**EXERCISE OBJECTIVE**
Word for word, retype every entry in the listing.

**DATASET RECORDS**
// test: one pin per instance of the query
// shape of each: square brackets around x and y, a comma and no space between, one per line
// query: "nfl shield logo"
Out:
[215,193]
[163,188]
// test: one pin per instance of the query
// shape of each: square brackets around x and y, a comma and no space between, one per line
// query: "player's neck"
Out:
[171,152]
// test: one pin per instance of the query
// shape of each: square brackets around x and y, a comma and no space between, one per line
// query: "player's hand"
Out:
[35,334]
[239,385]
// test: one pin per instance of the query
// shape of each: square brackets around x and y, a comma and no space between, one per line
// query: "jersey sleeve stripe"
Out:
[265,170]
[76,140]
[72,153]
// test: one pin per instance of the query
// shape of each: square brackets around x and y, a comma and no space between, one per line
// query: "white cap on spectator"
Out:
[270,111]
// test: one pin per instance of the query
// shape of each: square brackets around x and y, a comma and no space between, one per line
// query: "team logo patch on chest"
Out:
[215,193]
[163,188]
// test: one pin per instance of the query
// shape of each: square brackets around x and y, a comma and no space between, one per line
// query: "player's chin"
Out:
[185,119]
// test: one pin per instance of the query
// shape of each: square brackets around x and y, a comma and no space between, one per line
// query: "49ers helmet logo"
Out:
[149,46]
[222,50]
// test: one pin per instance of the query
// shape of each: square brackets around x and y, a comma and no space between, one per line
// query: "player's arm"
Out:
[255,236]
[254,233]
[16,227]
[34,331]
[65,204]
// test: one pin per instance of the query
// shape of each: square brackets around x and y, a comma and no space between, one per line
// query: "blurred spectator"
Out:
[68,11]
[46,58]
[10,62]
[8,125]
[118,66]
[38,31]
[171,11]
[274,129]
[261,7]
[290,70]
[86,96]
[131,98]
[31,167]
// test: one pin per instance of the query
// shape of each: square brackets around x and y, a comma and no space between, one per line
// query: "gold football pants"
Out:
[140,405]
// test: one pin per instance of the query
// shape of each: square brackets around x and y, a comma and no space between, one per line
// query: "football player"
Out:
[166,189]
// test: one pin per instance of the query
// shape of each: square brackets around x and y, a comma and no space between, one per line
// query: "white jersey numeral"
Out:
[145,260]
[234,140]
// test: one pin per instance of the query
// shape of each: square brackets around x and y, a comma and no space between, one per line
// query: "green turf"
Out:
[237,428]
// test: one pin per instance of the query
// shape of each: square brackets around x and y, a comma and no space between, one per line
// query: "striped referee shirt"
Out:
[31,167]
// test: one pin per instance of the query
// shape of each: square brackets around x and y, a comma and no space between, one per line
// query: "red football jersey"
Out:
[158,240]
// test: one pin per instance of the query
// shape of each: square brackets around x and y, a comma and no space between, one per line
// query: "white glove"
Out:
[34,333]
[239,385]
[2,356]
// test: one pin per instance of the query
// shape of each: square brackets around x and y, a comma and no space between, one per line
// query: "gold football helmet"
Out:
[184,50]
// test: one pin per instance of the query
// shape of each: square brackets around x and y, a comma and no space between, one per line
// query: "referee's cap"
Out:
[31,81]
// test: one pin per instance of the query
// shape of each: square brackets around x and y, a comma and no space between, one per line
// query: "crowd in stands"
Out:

**WRITTEN SOLUTION**
// test: one pin per instance of the query
// shape of each: square brackets around x and y, a comma and no space between, one per line
// query: "nfl shield logo"
Out:
[215,193]
[163,188]
// test: one pin per instance of the query
// shape of each: square brackets around x and y, a comma and no space between, one per line
// query: "player's neck"
Out:
[171,152]
// test: one pin per instance of the query
// shape of each: square brackets around x and y, a comma and no space between, one per line
// query: "player's hand"
Out:
[35,334]
[239,385]
// test: one pin per instance of the query
// shape of each: square brackets around x and y, a comma and no space between, one per line
// query: "jersey sleeve stripe"
Out:
[265,170]
[76,140]
[72,153]
// test: one pin per instance of the query
// shape of each: square brackets around x and y, a comma and no space between, one per line
// query: "white cap on spectator"
Out:
[270,111]
// test: one pin per instance of the query
// shape of each: square brackets around x and y, a comma and no space between, one per line
// query: "team logo patch on chest"
Out:
[215,193]
[163,188]
// test: one pin per instance of the query
// shape of each: square brackets around x and y, a comma and no space between, one per line
// query: "player's chin"
Out:
[185,119]
// test: one pin per instance of the query
// shape of each: square brackets around x and y, a comma and no space between, one per line
// query: "49ers helmet logo"
Out:
[149,46]
[222,50]
// test: one pin per instance of the query
// shape of each: square brackets around x and y, a comma and no space between, one per line
// query: "player's arm"
Out:
[255,236]
[254,233]
[16,227]
[34,331]
[65,204]
// test: one pin per instance of the query
// shape of each: square brackets around x and y, a comma and no space between, one per line
// query: "blurred spectator"
Out:
[68,11]
[46,58]
[10,62]
[8,125]
[118,66]
[38,31]
[171,11]
[274,129]
[261,7]
[290,70]
[86,96]
[131,98]
[31,167]
// test: one pin per instance of the query
// shape of each: square brackets around x and y, a comma and no space between, one per line
// query: "gold football pants"
Out:
[140,405]
// test: one pin per instance of the query
// shape of each: square brackets around x and y, a comma and no space between, one per line
// query: "football player"
Out:
[166,189]
// test: one pin per instance of the query
// shape of each: square brackets around x and y, a comma and no space between, one per line
// query: "white jersey numeral"
Out:
[145,260]
[234,140]
// test: one pin per instance of the query
// shape of each: square brackets around x and y, a comma and no space between, one per line
// query: "green turf"
Out:
[237,428]
// test: one pin per instance of the query
// shape of each: square brackets around x and y, a comma and no space between, one per line
// query: "striped referee shirt"
Out:
[31,167]
// test: one pin per instance of the query
// shape of each: square brackets around x and y, a comma and no space between, one per line
// query: "red football jersey"
Out:
[158,240]
// test: one pin per instance of the query
// shape of each: square brackets around x and y, a comma and no space between, one per line
// query: "white glove"
Out:
[34,333]
[239,385]
[2,356]
// test: one pin per instance of the query
// shape of each: square brackets around x and y, a comma and no space between, one per line
// query: "gold football helmet"
Out:
[184,50]
// test: one pin per instance of the query
// shape of each: square brackets around x and y, a comma and no space between, one per line
// query: "referee's cap"
Out:
[31,81]
// test: one pin per instance of the query
// shape of each: square brackets around x and y, a comma and no space between, one per line
// query: "crowd in stands"
Out:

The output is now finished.